TASK BRIEF
How many lines in the listing below contain the string "branch"? Reply with the number alone.

RECORDS FOR THIS TASK

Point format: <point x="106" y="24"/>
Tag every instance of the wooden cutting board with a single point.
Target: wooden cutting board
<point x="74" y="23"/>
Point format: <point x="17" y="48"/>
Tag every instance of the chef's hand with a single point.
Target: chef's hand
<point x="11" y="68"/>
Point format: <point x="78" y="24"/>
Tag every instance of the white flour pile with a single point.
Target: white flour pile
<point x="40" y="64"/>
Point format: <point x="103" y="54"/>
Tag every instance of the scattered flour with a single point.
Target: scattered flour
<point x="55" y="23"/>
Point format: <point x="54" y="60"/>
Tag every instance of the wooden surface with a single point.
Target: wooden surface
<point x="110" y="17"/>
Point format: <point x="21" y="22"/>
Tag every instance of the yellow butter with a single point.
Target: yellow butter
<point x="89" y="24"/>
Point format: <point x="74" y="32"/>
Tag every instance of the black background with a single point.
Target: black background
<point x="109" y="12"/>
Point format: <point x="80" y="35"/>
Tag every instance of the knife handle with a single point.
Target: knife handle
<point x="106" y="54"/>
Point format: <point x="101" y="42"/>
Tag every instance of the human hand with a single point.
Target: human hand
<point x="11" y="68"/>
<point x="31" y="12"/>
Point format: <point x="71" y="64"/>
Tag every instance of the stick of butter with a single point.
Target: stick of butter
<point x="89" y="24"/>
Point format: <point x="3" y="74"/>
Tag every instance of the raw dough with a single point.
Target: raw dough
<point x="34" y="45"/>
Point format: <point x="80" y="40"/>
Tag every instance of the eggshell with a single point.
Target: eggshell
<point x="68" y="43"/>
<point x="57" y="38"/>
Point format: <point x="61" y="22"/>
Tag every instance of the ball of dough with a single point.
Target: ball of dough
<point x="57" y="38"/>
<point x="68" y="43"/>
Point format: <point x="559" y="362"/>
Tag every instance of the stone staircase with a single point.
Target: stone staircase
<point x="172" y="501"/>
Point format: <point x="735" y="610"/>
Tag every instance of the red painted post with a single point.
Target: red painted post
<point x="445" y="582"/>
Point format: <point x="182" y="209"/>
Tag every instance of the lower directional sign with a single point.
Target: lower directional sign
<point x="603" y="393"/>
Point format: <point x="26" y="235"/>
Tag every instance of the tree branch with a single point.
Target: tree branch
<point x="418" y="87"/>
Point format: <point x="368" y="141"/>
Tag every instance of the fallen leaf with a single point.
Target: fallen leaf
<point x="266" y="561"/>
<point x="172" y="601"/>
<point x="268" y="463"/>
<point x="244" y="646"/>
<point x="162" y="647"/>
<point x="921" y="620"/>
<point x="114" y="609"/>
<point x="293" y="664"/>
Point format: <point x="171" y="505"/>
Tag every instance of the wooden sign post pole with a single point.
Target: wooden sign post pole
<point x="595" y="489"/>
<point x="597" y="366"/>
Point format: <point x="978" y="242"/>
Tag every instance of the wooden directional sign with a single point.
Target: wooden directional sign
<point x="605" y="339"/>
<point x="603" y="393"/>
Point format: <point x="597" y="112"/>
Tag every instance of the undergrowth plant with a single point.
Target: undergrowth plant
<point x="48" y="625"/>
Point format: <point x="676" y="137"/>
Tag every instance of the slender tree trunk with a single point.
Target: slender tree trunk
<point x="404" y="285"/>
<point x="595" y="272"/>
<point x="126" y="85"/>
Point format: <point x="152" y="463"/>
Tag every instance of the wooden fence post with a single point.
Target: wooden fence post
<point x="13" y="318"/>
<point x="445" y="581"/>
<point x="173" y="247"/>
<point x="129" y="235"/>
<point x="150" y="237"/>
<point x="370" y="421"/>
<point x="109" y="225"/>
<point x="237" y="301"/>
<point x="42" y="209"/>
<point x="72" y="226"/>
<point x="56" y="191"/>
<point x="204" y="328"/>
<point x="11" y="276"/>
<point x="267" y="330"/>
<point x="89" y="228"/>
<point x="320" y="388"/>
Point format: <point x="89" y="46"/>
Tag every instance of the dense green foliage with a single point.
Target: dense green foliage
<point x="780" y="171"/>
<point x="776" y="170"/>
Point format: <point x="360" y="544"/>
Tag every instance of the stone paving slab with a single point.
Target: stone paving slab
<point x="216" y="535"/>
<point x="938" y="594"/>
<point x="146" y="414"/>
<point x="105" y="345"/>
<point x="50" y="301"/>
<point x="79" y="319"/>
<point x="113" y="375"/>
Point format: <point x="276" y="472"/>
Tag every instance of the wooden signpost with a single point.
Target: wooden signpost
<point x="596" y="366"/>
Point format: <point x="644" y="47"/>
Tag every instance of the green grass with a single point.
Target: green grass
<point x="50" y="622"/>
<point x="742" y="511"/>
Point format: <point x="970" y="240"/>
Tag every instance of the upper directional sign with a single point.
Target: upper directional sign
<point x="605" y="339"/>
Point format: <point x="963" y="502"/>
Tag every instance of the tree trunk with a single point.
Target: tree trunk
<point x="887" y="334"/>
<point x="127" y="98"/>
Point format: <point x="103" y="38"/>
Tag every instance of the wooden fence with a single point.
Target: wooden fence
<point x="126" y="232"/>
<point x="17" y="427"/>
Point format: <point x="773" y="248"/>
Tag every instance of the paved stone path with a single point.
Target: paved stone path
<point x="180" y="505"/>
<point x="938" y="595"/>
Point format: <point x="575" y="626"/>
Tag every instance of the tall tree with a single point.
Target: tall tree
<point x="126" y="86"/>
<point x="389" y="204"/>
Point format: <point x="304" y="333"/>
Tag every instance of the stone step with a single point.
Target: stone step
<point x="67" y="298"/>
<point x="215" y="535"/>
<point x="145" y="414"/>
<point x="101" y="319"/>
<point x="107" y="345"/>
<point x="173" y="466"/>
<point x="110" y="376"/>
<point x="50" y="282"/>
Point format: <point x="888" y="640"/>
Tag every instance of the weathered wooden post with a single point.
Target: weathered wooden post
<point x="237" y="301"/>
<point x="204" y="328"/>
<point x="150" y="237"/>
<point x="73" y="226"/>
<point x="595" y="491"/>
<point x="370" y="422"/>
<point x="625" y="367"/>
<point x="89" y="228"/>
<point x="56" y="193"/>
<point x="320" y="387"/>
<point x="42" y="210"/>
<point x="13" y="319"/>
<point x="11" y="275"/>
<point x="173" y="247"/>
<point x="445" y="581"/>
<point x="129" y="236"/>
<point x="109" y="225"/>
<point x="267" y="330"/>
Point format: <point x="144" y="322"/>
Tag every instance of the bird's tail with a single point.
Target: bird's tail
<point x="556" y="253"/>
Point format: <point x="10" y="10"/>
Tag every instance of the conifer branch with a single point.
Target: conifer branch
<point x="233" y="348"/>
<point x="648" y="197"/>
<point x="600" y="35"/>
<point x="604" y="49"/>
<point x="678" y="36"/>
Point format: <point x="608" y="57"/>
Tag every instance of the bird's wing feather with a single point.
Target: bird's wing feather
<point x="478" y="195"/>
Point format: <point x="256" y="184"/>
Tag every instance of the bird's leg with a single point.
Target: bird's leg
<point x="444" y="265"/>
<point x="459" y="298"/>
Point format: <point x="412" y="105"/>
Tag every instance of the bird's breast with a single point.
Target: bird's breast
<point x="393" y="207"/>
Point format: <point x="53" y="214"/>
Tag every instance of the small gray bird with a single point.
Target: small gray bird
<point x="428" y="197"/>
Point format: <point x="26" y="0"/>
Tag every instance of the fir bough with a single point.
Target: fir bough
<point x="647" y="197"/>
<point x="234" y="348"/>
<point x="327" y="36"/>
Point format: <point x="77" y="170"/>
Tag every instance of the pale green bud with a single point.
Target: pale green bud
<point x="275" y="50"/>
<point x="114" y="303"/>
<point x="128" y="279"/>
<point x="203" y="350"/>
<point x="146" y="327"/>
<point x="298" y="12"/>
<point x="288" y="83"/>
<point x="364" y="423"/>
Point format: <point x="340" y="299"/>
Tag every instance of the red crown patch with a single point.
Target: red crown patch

PROBLEM SOLUTION
4